### TO BE DONE
Write all the rows out again, swapping "keypoint" for "marker" and leaving everything else unchanged.

### INPUT DATA
---

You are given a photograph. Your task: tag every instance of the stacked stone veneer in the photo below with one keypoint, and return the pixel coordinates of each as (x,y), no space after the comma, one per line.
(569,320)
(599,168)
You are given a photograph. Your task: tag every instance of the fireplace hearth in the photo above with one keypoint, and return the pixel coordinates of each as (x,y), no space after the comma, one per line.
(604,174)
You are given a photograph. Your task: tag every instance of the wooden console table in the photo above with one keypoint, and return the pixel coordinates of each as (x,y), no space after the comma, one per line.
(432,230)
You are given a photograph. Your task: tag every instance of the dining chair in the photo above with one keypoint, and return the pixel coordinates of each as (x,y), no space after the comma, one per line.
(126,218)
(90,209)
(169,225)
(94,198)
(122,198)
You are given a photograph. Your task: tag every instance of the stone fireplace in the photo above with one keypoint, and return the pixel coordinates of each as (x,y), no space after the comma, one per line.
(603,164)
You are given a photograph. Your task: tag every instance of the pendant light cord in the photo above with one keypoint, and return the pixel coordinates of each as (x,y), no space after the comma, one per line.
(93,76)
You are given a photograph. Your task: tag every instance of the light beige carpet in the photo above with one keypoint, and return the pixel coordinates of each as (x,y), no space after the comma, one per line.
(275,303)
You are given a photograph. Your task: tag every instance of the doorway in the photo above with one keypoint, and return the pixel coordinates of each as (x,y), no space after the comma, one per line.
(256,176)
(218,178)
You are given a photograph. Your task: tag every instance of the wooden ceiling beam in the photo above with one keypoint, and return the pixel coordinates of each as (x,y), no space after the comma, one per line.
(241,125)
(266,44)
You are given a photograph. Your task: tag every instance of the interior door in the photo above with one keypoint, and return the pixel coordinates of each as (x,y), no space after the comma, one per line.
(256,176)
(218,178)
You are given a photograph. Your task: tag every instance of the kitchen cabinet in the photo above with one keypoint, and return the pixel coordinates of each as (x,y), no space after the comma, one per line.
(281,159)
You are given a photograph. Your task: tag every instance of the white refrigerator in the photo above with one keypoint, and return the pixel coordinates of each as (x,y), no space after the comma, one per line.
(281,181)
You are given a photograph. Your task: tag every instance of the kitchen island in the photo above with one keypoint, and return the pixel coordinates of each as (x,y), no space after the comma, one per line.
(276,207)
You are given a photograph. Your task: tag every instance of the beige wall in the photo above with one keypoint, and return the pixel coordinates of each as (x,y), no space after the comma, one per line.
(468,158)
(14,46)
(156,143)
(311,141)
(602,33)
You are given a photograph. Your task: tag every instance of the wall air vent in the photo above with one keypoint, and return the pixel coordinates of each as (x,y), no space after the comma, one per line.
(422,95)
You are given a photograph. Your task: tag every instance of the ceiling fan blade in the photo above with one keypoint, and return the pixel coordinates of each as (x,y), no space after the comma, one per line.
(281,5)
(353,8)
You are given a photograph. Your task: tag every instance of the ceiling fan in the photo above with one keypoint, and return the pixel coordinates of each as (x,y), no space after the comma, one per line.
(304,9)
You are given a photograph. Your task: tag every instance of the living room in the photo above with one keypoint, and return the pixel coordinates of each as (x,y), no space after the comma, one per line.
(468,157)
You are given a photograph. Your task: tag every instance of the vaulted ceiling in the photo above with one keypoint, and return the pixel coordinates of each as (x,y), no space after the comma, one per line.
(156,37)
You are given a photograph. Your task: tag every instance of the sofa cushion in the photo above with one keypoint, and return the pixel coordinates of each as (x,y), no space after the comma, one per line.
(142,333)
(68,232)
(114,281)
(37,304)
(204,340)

---

### WRITTEN SOLUTION
You are given a photograph. Your task: tag every instance of the stacked stone veneer in the photo below with one marker, and return the pixel coordinates of each as (x,y), no space after the comma, one per line.
(569,320)
(599,168)
You are given a photograph. Your task: tag every instance of the fireplace hearth in the photo above with one marker, and return the pixel coordinates of each as (x,y), no space after the comma, one per line.
(604,174)
You are given a photograph. Your task: tag every instance of the wooden console table in the photo above with one marker, and return the pixel coordinates of each as (x,y), no space after the comma, one per line.
(432,230)
You are given a photograph. Your task: tag every instance of the dining chair in the photo above with one marker, and return the pixel coordinates of each as (x,y), no space after the comma, one per line.
(126,218)
(90,209)
(169,225)
(94,198)
(122,198)
You are given a photograph. Your task: tag every instance of the stone fireplace in the photo above with one marker, and return the pixel coordinates of each as (x,y), no space after the comma, one per line.
(603,164)
You are given a photograph. Your task: tag every instance of the pendant light cord in the photo above with one marker, and return the pixel coordinates of each as (x,y), no space after the comma, one per line.
(93,76)
You are given a photograph. Your task: tag every instance of the light beige carpet in the photo above with one marker, and return the pixel coordinates of each as (x,y), no space after the comma, one per line.
(275,303)
You are given a photograph. Your task: tag every instance of the doorway in the photo above with one marker, and return the pixel coordinates of each as (x,y), no space after the comma, one per line.
(256,176)
(218,178)
You are given a photograph. Your task: tag every instance of the wooden ceiling beam in the photo above with one marker, and return the pixel coordinates of each as (x,y), no space after the comma, one per line.
(241,125)
(266,44)
You are given a photograph. Your task: tag every instance of the interior door in the photo above with one marker, and return the pixel coordinates of each as (x,y), no space after the comma, one per line.
(256,176)
(218,178)
You are given a photograph. Your task: tag every instance of the kitchen cabinet in the photo above with one marker, and return the pixel coordinates of each as (x,y), no space after the comma, one per line.
(281,159)
You are given a photograph. Your task: tag every instance of the white refrigerator in the photo above with one marker, and return the pixel coordinates of each as (x,y), no space after the comma, one per line.
(281,181)
You are given a photograph. Your task: tag every instance of the kitchen island in the photo above with one marker, and return the pixel coordinates of each as (x,y), no space after the comma, one per line.
(276,207)
You are given a photograph. Your task: tag every instance of the beige wall in the photo above with one marker, and return the pixel coordinates of each as (x,y), no space after the comma, one per line.
(468,158)
(14,46)
(156,143)
(311,141)
(602,33)
You are given a photograph. Your task: tag every instance of the wall air vent in the photo above with one marker, and return the pixel coordinates of each as (x,y), no space after the comma, one per line.
(422,95)
You are given a photograph. Your task: tag every instance of the ceiling fan blade in the photo above with one marker, and return the pixel coordinates of each as (x,y), no space after the comma, one per line.
(281,5)
(353,8)
You are given a photograph. Your task: tag every instance of the ceiling fan in the photo above with one marker, and return the pixel coordinates of each as (x,y), no space after the comma, one per line.
(304,9)
You are given a photograph. Your task: tag every instance of the living room in the photo above with one marker, and return the pixel coordinates of each as (x,y), no space after the comma, one per line.
(468,157)
You are given a photograph. Your task: tag every instance of the vaulted ceiling in the photo above with one marker, and return the pixel coordinates of each as (x,y), no space after the comma, one per line.
(156,37)
You are given a photograph. Your task: tag every instance of the sofa cushion in the photo above with one marker, and return the pixel coordinates of each as (x,y), no space after the comma, one per line.
(142,333)
(68,232)
(114,281)
(37,304)
(204,340)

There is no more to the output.